Friday, January 4, 2008

An Intel Approach to Meds.

I came across this Newsweek article a little while ago and I thought I would share it with you along with my thoughts:
http://www.newsweek.com/id/68221

According to the article, former Intel CEO Andrew Grove commented that the pharmaceutical industry could learn a lot from the semiconductor industry. Please read the article for details.

While I agree with the spirit of some of what Mr. Grove is saying, I believe that the comparison between the medical device and pharmaceutical industries with the semiconductor industry is flawed and a bit unfair.

Besides, of course, the moral and ethical responsibility to ensure as best as possible that a medical product will not maim or kill the patient, the largest hurdle to getting a product onto the market is the lengthy and costly government approval process it has to undergo to be approved for legal human use.

Just a little background - in the United States, the approval process is regulated by the Food and Drug Administration (FDA). The FDA drug approval process is summarized here and the FDA medical device approval process is described here.

If all this sounds to you like huge amounts of work, it is. But remember that it is this way for good reason - to protect patients' health and public safety.

Even with the regulatory process as it is, things slip through, medical products are recalled and people still die. Remember the cox-2 inhibitor drugs like Celebrex and Vioxx that were recalled because some of the people who took this drug for arthritis were dying from myocardial infarction and stroke.

• Brief 1: According to the blog post, who said that the pharmaceutical industry could learn a lot from the semiconductor industry?
• Brief 2: Retype the passage of the blog post starting at "If all this" and ending at "infarction and stroke.".
• Brief 3: Translate this sentence from the blog post into Spanish: "If all this sounds to you like huge amounts of work, it is."

Localization data with one point per instance

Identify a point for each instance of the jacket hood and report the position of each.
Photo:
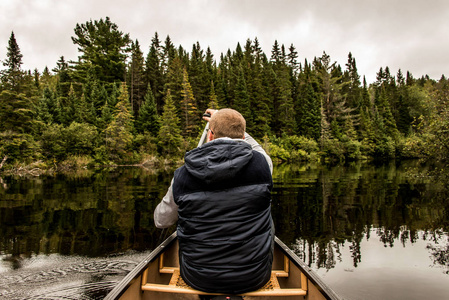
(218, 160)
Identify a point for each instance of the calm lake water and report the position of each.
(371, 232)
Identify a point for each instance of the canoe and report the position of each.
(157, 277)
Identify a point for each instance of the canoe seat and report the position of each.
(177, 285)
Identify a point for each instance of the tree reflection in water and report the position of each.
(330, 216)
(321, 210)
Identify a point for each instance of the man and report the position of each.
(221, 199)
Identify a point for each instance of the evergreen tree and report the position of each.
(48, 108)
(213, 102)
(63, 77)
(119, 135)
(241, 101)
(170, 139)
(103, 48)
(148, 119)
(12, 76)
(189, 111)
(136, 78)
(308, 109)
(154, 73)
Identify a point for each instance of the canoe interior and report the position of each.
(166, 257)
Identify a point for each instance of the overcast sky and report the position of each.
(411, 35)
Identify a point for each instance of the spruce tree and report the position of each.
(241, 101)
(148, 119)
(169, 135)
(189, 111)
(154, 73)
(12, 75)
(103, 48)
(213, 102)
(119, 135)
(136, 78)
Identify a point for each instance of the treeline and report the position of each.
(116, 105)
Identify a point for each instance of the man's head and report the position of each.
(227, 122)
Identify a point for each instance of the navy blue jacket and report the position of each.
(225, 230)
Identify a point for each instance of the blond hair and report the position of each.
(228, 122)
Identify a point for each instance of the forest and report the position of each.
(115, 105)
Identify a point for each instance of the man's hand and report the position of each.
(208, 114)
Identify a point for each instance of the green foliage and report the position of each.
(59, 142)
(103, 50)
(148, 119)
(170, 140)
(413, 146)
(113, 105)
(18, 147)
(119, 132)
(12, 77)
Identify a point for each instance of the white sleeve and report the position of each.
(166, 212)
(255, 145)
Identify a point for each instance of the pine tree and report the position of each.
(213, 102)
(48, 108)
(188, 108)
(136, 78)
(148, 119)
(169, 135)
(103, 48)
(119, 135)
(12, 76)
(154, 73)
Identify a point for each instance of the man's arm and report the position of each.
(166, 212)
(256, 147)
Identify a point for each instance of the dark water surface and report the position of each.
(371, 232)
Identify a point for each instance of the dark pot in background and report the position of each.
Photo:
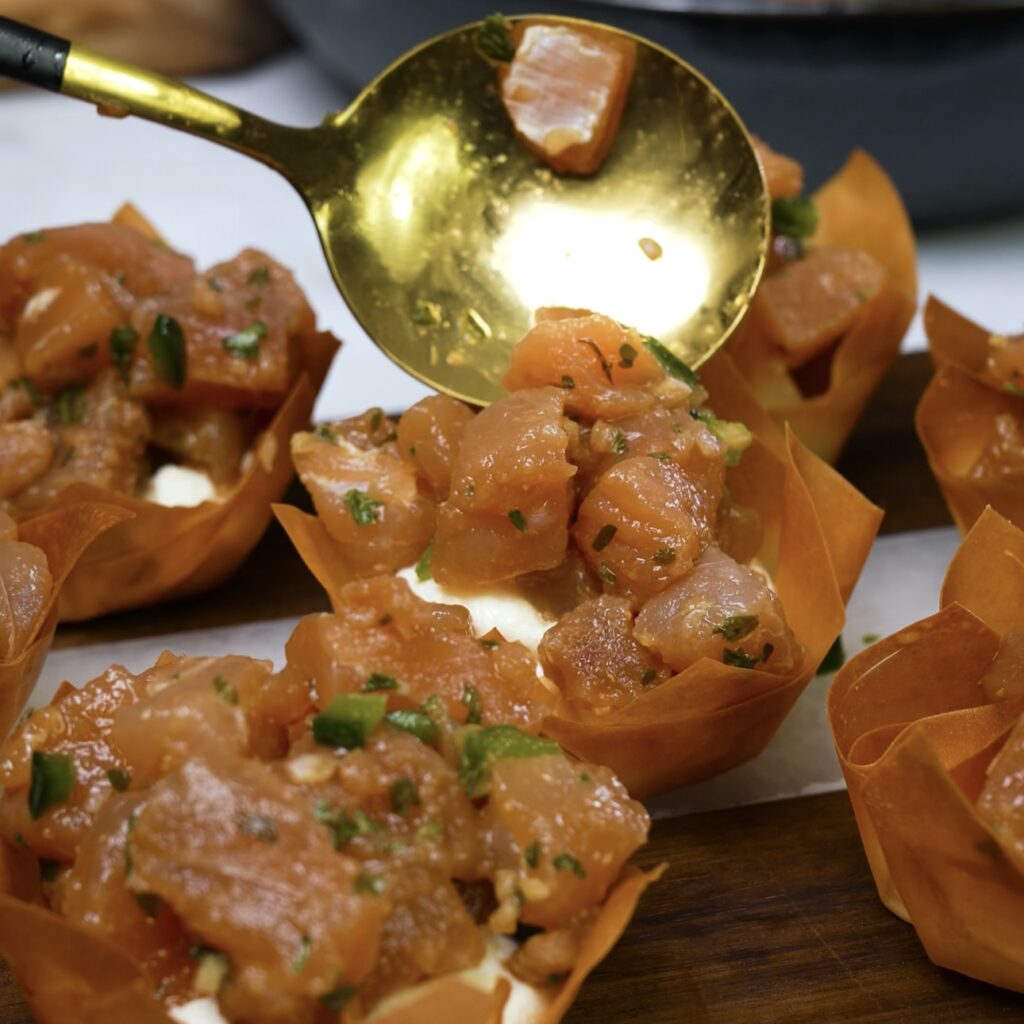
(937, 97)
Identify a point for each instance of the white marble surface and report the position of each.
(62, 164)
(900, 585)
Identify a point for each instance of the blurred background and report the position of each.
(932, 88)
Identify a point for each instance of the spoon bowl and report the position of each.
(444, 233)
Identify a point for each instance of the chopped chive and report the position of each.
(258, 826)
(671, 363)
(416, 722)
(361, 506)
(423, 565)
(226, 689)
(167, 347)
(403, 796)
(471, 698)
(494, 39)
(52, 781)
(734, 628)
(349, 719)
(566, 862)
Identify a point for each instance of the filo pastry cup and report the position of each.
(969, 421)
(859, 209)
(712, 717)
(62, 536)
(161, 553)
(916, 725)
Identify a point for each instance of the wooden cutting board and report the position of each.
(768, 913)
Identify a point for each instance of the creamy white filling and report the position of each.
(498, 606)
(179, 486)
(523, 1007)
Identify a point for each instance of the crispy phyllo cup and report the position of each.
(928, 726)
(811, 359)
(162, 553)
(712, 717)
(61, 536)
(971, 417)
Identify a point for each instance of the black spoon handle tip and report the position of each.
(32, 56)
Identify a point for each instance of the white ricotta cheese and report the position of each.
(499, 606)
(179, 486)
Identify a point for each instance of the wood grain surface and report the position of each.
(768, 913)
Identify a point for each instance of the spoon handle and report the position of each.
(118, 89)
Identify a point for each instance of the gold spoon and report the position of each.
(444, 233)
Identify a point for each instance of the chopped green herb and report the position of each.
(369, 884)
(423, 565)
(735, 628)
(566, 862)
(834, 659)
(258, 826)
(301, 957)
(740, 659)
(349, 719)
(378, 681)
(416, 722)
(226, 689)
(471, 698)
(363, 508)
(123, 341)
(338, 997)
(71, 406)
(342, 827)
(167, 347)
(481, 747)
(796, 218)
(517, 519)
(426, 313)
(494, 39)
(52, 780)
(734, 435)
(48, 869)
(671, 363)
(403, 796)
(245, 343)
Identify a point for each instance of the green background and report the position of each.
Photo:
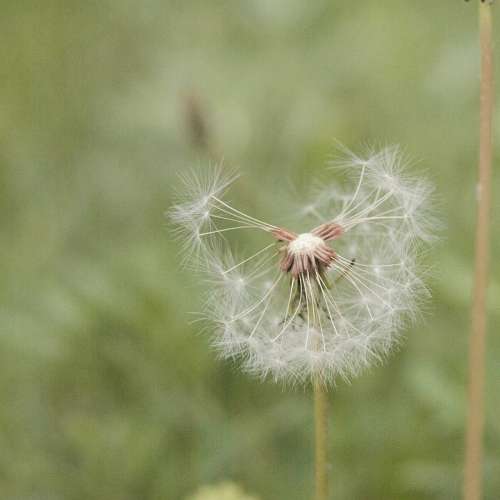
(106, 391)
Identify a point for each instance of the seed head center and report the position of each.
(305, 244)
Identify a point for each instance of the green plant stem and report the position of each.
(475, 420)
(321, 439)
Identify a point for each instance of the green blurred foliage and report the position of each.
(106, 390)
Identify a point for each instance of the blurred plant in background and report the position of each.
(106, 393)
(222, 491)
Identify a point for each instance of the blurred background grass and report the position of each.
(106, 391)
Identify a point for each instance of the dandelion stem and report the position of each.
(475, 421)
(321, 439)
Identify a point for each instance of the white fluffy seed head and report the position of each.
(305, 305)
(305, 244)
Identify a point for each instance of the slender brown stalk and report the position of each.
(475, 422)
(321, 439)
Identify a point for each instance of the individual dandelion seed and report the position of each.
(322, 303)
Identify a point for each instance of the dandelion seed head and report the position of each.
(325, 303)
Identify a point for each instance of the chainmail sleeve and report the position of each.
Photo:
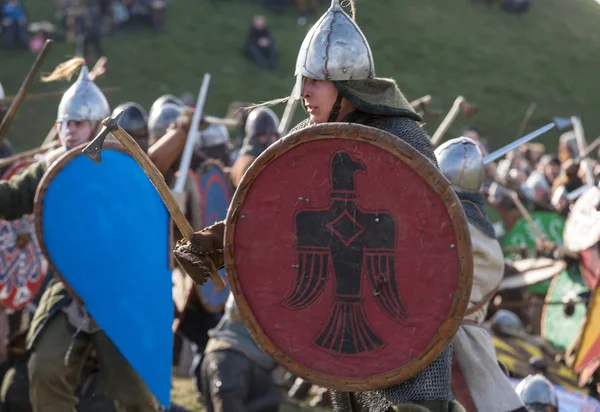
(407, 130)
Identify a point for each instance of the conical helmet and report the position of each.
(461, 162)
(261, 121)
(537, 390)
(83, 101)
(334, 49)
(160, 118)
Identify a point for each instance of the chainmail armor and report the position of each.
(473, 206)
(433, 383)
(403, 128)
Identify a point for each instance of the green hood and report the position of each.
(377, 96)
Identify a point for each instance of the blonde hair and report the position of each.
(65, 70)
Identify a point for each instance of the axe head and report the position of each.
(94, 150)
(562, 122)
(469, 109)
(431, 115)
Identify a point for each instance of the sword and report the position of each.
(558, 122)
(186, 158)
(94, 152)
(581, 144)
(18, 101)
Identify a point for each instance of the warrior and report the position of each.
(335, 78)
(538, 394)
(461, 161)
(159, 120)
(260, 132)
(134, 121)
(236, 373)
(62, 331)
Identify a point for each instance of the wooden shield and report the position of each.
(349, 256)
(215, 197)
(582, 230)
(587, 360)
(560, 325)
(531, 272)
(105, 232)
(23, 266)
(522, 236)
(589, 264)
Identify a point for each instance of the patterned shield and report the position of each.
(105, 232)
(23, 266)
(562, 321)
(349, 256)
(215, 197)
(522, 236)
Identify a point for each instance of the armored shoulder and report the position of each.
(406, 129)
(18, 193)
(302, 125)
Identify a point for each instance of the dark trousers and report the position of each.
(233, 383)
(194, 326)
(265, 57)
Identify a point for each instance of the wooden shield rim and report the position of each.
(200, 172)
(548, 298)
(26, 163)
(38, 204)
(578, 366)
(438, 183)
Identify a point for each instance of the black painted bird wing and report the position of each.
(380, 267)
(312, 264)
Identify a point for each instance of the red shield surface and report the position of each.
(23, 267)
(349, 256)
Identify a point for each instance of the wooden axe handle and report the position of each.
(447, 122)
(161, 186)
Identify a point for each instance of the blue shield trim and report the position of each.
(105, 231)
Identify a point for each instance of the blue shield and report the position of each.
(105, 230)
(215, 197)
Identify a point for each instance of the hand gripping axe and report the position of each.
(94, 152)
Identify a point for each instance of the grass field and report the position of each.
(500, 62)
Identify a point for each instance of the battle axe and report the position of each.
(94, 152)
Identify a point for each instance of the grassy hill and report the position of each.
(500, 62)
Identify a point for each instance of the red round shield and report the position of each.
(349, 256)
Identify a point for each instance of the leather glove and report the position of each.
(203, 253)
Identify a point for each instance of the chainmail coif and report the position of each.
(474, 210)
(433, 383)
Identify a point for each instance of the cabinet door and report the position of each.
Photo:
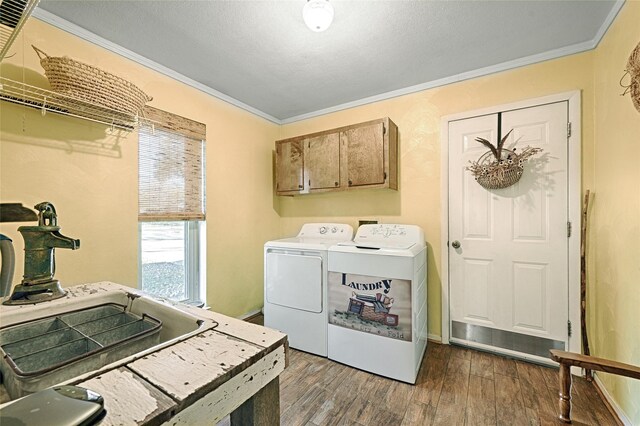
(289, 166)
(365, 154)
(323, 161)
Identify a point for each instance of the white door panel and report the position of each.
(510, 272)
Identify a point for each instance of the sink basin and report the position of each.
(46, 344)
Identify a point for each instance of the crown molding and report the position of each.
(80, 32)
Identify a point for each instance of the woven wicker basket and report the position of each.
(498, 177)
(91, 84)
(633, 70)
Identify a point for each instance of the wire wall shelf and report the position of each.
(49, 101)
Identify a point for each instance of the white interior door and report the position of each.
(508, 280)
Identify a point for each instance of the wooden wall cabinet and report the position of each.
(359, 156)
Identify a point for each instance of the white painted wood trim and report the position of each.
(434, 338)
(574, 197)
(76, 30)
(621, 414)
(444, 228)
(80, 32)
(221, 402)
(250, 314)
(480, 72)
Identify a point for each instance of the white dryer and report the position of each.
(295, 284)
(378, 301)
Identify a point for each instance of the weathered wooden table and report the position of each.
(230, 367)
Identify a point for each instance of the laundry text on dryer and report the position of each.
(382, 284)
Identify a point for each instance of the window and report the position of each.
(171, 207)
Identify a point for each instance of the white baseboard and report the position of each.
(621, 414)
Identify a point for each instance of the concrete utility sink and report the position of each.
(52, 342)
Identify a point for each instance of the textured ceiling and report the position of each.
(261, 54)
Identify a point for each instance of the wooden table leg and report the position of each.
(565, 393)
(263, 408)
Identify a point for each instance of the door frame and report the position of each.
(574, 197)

• Reply 1: Former Intel CEO Andrew Grove.

• Reply 2:
If all this sounds to you like huge amounts of work, it is. But remember that it is this way for good reason - to protect patients' health and public safety.

Even with the regulatory process as it is, things slip through, medical products are recalled and people still die. Remember the cox-2 inhibitor drugs like Celebrex and Vioxx that were recalled because some of the people who took this drug for arthritis were dying from myocardial infarction and stroke.

• Reply 3: Si todo esto le parece una enorme cantidad de trabajo, lo es.